EXCERPT TO READ =>
○ ○ ○ ○ ○ ○ ○
Friday, June 15, 2018

Alfred Hitchcock on the Importance of Style in Cinematic Storytelling

Copyright 2018 by Gary L. Pullman



Often, horror Movies don't expect much from their audiences. Typically, there's nothing philosophical or theological about them. As a rule, they don't offer social criticism. If they mix science with their horror, the science is likely to be dubious. Psychology, when it's included, as an explanation for a character's bizarre behavior, is apt to be simplistic or patently absurd. History is usually general and vague or wrong altogether.

Audiences don't mind. They're happy to overlook such discrepancies. They're not interested in factual or political correctness. They want to see death and destruction, blood and guts, and a naked scream queen or two. Give them that, and they'll consider their $10 well spent.

Nevertheless, some horror movie directors want to give audiences more bang for their buck. They have something to say, and they want to say it. In addition to merely entertaining viewers, they want to share their visions, their understandings, their insights with audiences concerning evil, society, heroism, the human psyche, art, filmmaking, or what-have-you. Alfred Hitchcock is one such director. Stanley Kubrick is another. Both Scott Derrickson and William Friedkin are other horror movie directors whose films deliver more than fear, as is David Rosenberg.
○ ○ ○ ○ ○ ○ ○
(Pointing and labeling rows)
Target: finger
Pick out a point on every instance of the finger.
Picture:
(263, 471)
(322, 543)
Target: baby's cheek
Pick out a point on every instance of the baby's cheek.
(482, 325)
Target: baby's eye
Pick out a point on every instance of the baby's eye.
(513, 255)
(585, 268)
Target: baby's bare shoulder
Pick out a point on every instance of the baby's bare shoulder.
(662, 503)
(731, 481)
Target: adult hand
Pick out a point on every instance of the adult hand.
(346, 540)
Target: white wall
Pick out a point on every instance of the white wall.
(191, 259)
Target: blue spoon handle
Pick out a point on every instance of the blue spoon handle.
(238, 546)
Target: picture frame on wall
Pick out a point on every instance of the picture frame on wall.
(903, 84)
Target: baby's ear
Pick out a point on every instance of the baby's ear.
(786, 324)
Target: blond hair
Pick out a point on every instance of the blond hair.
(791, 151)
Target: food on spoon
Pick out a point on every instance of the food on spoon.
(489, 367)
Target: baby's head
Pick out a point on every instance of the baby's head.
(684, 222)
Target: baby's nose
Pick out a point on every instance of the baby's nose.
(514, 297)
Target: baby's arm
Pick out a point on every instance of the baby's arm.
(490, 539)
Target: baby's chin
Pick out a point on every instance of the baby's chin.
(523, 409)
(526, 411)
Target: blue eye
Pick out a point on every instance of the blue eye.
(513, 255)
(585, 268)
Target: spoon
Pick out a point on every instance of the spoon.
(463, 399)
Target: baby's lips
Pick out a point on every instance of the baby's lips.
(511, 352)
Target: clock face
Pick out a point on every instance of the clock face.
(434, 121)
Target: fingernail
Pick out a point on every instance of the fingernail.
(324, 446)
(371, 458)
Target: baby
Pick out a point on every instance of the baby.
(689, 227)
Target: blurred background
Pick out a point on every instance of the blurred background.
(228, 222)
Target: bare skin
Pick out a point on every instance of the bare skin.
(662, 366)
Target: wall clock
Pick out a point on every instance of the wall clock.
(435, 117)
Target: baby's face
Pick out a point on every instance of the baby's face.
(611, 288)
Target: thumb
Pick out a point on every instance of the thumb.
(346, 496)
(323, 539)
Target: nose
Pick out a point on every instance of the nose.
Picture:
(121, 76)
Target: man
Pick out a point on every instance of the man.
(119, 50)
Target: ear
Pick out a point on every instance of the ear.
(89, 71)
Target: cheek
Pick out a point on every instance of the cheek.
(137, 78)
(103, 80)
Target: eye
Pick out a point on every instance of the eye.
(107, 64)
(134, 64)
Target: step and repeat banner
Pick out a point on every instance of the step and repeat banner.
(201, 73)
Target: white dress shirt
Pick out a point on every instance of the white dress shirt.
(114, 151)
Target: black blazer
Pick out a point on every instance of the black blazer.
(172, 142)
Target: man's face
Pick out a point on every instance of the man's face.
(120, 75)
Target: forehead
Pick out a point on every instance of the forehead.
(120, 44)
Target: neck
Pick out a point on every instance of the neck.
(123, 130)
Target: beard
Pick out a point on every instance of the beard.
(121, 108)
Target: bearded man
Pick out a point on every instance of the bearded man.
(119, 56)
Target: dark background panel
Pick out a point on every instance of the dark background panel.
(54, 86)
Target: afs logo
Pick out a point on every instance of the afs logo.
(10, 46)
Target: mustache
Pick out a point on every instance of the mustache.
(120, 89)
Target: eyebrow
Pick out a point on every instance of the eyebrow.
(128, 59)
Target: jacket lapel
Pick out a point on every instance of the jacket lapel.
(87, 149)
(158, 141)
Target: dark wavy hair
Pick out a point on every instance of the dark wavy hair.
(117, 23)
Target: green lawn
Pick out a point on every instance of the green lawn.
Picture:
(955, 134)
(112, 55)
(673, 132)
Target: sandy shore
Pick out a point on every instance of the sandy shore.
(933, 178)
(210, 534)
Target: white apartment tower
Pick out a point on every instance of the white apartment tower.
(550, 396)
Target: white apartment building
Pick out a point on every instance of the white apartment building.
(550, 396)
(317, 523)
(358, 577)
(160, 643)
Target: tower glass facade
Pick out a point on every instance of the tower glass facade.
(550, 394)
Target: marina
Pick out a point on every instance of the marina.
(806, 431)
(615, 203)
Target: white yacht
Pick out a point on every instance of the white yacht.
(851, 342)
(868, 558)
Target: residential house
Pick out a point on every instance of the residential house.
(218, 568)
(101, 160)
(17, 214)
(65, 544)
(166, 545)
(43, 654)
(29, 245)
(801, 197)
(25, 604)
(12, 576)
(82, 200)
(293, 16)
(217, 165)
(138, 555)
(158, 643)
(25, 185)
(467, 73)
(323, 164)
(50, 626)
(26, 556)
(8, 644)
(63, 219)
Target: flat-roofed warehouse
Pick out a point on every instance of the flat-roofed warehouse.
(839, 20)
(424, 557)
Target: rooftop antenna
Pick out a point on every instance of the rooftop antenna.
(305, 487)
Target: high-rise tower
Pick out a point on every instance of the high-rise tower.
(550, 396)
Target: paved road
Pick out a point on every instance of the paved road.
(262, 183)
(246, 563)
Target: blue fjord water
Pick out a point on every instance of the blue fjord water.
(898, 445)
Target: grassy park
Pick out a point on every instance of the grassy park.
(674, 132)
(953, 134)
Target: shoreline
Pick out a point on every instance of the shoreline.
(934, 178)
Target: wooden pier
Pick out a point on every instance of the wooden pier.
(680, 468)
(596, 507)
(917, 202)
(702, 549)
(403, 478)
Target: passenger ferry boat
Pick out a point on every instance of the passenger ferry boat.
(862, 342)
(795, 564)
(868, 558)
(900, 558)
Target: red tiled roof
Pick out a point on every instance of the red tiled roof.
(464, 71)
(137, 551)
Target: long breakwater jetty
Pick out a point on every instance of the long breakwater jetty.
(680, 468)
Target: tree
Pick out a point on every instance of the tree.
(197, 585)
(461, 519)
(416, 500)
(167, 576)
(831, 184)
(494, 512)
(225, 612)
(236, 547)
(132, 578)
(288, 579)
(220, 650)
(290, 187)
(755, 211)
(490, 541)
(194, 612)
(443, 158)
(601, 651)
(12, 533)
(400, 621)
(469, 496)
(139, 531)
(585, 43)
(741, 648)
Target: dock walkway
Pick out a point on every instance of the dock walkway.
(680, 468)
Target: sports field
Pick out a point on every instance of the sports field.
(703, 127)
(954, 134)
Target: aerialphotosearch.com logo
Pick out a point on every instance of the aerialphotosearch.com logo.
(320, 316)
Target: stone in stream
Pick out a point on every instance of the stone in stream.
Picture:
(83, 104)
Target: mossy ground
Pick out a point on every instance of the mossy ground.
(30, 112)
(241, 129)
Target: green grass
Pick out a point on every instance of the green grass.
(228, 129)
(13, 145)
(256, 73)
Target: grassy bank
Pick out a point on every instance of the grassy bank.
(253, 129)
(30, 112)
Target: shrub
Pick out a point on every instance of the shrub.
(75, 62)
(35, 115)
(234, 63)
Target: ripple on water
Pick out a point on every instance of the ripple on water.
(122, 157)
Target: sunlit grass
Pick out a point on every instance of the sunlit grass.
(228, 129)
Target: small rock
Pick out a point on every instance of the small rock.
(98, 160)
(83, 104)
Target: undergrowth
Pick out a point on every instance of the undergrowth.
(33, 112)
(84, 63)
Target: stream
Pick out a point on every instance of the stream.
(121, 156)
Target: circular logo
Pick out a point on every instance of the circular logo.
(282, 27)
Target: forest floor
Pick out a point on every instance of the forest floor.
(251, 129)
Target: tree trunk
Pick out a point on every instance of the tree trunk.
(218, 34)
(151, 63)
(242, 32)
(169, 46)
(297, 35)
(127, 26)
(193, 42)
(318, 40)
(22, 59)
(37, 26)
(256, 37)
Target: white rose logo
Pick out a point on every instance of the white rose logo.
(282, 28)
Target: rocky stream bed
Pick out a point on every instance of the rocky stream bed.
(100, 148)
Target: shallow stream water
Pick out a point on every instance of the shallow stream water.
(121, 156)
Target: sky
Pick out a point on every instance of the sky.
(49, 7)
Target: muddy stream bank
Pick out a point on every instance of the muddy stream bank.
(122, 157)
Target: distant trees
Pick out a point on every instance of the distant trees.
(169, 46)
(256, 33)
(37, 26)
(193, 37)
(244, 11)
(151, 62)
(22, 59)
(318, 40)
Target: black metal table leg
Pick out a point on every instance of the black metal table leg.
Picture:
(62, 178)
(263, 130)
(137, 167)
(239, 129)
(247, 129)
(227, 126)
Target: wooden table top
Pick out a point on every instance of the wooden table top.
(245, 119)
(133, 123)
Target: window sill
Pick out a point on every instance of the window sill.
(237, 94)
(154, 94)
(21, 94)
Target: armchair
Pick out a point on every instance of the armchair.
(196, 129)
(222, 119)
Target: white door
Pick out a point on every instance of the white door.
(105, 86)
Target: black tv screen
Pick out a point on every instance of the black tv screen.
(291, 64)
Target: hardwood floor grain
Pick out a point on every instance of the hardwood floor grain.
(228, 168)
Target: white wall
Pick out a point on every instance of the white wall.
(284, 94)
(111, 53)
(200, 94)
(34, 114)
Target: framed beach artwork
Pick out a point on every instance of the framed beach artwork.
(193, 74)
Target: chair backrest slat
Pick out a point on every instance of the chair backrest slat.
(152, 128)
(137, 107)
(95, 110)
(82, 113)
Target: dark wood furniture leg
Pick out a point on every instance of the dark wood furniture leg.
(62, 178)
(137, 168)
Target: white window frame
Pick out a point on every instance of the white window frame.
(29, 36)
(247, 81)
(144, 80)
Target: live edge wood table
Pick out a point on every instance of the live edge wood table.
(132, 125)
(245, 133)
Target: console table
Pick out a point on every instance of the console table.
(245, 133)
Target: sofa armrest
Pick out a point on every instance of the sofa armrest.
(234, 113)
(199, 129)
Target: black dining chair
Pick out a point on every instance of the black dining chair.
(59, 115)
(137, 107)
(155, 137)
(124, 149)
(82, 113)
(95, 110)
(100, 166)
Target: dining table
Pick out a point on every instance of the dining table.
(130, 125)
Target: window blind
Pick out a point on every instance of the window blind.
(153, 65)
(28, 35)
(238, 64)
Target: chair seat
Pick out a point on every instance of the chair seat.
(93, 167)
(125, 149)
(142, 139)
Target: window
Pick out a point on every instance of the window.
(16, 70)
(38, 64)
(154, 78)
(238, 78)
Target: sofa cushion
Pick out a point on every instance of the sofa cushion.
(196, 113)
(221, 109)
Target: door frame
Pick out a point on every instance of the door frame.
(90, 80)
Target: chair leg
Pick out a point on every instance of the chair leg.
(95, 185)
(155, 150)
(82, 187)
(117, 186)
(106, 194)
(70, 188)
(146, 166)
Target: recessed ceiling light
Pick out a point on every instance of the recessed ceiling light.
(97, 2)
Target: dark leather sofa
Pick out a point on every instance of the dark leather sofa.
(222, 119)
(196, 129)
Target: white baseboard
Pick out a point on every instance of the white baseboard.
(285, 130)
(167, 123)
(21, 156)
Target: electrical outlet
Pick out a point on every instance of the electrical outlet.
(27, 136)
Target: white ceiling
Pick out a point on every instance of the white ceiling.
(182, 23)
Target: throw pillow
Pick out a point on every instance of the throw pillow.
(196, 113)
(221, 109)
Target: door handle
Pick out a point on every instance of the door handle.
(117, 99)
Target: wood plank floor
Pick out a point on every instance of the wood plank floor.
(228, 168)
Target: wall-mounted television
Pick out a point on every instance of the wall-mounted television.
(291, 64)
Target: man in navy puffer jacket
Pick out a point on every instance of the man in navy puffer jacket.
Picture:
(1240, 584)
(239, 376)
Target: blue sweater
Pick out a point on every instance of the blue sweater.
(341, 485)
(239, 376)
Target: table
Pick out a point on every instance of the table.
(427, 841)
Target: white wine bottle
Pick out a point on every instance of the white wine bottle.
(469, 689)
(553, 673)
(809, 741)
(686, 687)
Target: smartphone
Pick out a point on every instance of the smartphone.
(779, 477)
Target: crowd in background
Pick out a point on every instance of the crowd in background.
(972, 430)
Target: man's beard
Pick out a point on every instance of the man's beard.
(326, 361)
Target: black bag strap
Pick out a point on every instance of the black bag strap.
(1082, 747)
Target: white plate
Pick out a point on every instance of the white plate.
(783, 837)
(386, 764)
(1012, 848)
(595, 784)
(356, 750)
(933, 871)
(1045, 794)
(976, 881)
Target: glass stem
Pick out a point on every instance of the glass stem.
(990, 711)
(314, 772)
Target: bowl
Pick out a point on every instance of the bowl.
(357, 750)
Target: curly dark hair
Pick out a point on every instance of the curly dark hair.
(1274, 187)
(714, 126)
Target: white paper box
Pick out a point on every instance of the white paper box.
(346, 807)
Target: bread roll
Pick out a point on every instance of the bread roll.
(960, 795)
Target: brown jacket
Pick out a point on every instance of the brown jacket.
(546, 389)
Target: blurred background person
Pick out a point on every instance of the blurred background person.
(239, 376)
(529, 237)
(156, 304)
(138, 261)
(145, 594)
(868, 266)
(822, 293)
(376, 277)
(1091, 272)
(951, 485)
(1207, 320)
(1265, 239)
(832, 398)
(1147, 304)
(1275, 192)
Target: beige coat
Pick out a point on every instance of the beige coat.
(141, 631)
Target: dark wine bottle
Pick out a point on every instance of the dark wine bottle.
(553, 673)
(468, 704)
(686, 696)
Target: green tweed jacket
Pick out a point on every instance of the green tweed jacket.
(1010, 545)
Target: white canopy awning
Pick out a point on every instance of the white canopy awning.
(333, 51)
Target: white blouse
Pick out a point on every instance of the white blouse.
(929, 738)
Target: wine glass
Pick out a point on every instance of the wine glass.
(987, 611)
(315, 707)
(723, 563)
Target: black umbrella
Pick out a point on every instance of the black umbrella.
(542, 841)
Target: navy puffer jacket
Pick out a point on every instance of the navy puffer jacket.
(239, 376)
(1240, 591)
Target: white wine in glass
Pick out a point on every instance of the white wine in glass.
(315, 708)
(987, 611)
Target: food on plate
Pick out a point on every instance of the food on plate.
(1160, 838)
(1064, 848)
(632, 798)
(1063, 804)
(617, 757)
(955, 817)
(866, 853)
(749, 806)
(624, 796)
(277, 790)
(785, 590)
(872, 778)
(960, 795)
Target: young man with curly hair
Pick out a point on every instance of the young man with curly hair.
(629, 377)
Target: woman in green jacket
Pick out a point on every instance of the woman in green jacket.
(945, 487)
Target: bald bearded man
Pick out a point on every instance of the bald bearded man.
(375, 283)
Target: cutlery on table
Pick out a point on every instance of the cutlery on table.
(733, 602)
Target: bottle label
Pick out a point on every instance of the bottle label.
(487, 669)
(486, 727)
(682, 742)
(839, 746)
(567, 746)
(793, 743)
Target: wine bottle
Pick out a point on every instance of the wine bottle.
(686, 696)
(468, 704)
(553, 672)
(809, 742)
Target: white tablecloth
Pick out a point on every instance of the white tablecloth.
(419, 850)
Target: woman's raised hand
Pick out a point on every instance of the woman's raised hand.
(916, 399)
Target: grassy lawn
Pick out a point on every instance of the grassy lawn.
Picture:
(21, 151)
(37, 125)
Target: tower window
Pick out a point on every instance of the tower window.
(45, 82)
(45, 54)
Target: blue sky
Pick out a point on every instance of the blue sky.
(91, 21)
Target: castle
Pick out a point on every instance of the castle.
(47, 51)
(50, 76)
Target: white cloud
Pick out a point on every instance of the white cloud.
○ ○ ○ ○ ○ ○ ○
WHAT YOU ARE ASKED TO DO => Go on with the essay on horror directors and style, picking up right after its last sentence. These rows were drawn from a different source than the horror movie essay.

TASK ANSWER =>
Some of the points Hitchcock makes is about filming per se. In an interview with Cinema magazine, the director defines cinema as “pieces of film assembled.” The individual pieces of film, he adds, mean “nothing”; it is their combination, in such a way as to form a “mosaic” of them, whereby their “combination creates an idea” (or, he adds, later, “an emotion”), that they become meaningful. Part of the forming of the mosaic is the selection of the images; another part, in Psycho, in particular, is the “juxtaposition of angles” and the rapidity with which each piece of film appears, for only a fraction of a second, on the screen, resulting in the assembly of a “montage” suggestive of the stabbing of Marion Crane (Jennifer Leigh), while, in fact, “no knife ever touched any woman's body in that scene.”


In the same interview, Hitchcock also speaks of how he maintained and intensified suspense while avoiding a cliche in North by Northwest. The cliche was “a place of assignation [taking] the form of a figure under a street lamp at the corner of the street,” which is often used to “put [a] man on the spot.” Besides the boredom that results from the use of a cliche, another problem is that cliches set up predictable situations. The audience has seen them so many times before that they know what will follow.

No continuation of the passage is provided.